- _SET TASK_: Return, word for word, the lines below from the one containing "the green leaf" through the last line, including both ends.

- _THE INPUT_:
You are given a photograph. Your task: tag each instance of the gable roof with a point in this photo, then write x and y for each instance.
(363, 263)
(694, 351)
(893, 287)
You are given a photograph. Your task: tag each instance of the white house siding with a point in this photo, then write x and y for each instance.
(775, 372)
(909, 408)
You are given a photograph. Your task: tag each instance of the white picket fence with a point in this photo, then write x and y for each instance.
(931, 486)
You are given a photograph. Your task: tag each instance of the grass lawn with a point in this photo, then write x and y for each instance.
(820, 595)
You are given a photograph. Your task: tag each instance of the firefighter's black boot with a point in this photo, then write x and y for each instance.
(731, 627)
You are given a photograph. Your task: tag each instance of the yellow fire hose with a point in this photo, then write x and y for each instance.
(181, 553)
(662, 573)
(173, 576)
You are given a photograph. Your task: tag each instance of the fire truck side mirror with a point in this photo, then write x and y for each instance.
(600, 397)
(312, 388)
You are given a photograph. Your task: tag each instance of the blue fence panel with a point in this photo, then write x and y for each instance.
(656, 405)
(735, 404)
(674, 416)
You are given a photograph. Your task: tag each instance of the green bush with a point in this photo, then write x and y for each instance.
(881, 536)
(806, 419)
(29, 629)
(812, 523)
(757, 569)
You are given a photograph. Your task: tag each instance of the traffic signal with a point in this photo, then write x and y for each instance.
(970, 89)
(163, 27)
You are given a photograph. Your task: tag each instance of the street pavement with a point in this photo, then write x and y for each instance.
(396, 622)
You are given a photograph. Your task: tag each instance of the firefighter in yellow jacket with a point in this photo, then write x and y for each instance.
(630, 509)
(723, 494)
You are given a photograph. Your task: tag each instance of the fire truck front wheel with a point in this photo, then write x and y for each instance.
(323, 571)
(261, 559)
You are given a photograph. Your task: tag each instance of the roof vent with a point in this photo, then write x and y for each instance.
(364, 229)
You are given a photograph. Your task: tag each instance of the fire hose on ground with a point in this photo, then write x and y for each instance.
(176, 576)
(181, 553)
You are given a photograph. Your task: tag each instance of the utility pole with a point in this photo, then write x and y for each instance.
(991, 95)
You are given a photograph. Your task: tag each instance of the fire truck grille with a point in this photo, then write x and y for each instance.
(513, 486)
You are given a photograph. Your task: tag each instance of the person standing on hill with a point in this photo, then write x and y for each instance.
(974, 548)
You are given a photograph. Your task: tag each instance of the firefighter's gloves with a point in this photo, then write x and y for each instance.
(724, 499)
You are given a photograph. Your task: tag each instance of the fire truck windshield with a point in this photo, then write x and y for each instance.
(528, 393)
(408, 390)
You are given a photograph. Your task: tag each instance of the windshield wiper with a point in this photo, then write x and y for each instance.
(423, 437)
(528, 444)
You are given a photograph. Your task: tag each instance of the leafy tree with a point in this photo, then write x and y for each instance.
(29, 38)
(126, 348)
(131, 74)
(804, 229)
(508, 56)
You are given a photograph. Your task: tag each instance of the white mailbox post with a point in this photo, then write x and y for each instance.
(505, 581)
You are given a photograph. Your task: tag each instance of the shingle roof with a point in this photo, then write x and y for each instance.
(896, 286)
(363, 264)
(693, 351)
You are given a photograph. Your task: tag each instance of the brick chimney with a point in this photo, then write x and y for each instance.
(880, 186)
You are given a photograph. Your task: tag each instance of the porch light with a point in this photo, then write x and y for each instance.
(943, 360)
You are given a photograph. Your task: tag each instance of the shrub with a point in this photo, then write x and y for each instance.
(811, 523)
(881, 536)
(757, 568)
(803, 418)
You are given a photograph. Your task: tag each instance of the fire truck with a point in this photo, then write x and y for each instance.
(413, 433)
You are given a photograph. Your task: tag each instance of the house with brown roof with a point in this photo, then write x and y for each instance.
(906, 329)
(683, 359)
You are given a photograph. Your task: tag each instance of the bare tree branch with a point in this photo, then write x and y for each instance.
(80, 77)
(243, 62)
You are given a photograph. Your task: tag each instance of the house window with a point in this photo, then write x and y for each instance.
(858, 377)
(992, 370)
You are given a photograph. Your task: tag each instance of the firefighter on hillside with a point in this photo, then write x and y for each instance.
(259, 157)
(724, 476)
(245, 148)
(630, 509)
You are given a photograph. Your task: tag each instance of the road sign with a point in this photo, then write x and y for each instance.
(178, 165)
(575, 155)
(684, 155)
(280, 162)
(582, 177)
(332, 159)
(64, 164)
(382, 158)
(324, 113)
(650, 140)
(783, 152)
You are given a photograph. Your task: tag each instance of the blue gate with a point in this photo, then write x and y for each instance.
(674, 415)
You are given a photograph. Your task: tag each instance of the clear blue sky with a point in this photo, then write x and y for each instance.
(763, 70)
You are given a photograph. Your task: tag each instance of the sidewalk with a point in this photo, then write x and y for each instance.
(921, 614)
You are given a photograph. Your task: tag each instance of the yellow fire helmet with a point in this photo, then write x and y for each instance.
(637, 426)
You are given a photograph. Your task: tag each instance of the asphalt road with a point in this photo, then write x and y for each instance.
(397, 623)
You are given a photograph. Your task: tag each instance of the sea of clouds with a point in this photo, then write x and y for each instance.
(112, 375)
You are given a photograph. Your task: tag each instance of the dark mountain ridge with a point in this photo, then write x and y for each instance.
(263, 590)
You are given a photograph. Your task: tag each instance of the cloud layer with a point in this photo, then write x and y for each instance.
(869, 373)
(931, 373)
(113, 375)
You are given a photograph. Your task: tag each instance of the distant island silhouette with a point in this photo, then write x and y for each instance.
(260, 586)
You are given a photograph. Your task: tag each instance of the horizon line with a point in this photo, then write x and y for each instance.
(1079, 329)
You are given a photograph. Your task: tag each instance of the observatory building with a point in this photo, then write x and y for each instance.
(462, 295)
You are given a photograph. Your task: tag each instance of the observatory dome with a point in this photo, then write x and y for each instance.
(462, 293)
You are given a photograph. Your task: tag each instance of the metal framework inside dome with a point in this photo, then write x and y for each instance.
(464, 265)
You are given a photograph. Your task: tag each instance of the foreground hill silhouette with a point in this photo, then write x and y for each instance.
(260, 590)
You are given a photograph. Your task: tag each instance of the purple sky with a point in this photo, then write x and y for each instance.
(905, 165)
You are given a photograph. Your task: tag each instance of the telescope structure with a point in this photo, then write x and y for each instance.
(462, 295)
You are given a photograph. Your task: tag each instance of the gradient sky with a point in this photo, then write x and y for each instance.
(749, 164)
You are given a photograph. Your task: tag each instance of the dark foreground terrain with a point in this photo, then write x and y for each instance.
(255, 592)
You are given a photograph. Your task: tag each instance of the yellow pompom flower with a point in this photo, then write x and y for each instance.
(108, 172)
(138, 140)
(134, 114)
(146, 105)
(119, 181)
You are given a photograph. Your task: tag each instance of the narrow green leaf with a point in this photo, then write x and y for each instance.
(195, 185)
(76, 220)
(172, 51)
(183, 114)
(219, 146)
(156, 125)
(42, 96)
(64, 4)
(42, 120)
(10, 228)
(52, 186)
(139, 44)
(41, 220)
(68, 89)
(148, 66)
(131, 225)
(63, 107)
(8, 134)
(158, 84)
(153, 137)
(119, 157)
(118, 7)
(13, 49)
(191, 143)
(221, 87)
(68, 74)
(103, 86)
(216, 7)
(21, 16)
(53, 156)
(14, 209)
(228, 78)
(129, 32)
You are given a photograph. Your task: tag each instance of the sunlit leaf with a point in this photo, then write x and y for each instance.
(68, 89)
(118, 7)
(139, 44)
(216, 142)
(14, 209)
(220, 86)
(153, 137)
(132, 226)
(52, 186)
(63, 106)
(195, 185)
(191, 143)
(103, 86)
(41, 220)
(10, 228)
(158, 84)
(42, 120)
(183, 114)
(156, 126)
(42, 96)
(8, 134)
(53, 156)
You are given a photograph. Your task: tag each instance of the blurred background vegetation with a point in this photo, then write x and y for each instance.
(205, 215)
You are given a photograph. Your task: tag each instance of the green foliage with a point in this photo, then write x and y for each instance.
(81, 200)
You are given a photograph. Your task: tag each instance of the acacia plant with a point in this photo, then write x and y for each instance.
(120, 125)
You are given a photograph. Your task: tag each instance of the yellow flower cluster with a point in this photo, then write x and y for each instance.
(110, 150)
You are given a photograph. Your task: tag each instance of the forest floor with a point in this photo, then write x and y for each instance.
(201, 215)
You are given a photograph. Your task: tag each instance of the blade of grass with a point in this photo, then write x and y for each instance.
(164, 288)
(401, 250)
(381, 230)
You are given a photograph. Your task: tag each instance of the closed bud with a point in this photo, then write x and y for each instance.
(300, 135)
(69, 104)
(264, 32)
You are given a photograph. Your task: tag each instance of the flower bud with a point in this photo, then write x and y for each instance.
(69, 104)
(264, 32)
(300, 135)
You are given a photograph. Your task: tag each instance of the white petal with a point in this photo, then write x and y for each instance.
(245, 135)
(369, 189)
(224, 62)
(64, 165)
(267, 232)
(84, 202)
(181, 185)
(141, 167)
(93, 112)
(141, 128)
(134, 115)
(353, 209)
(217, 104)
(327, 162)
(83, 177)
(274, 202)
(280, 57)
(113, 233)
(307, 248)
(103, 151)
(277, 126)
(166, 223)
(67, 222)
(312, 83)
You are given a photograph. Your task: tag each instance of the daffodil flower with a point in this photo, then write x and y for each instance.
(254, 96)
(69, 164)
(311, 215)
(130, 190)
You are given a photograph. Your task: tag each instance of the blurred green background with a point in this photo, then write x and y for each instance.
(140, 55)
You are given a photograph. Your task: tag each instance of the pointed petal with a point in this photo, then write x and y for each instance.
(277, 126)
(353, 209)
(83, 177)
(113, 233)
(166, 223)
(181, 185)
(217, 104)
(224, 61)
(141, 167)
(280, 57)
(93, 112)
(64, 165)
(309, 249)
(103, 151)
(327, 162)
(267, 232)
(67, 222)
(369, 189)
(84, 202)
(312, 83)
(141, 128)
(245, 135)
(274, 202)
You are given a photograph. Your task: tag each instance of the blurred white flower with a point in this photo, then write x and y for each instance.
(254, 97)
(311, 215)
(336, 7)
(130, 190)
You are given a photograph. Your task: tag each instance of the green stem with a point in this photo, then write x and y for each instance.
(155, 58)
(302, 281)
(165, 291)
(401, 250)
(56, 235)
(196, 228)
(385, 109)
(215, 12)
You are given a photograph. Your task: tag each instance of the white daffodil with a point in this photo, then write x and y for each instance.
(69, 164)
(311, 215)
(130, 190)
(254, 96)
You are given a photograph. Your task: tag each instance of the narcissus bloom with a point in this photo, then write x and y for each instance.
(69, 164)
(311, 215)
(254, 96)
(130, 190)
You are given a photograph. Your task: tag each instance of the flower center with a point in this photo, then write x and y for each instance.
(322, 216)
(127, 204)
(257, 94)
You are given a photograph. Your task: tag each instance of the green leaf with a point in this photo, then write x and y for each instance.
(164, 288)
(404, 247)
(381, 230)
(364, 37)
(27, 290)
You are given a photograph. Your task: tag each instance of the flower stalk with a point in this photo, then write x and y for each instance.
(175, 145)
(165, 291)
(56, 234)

- _REPLY_:
You are given a photograph. Your task: tag each instance of the green leaf with a point in this photo, then write x and y for each instance.
(164, 288)
(404, 247)
(381, 230)
(364, 37)
(27, 290)
You are given a photograph. Your task: tag each instance of the flower stalk with a point in this photo, then write x and y for each instance.
(175, 145)
(165, 291)
(56, 234)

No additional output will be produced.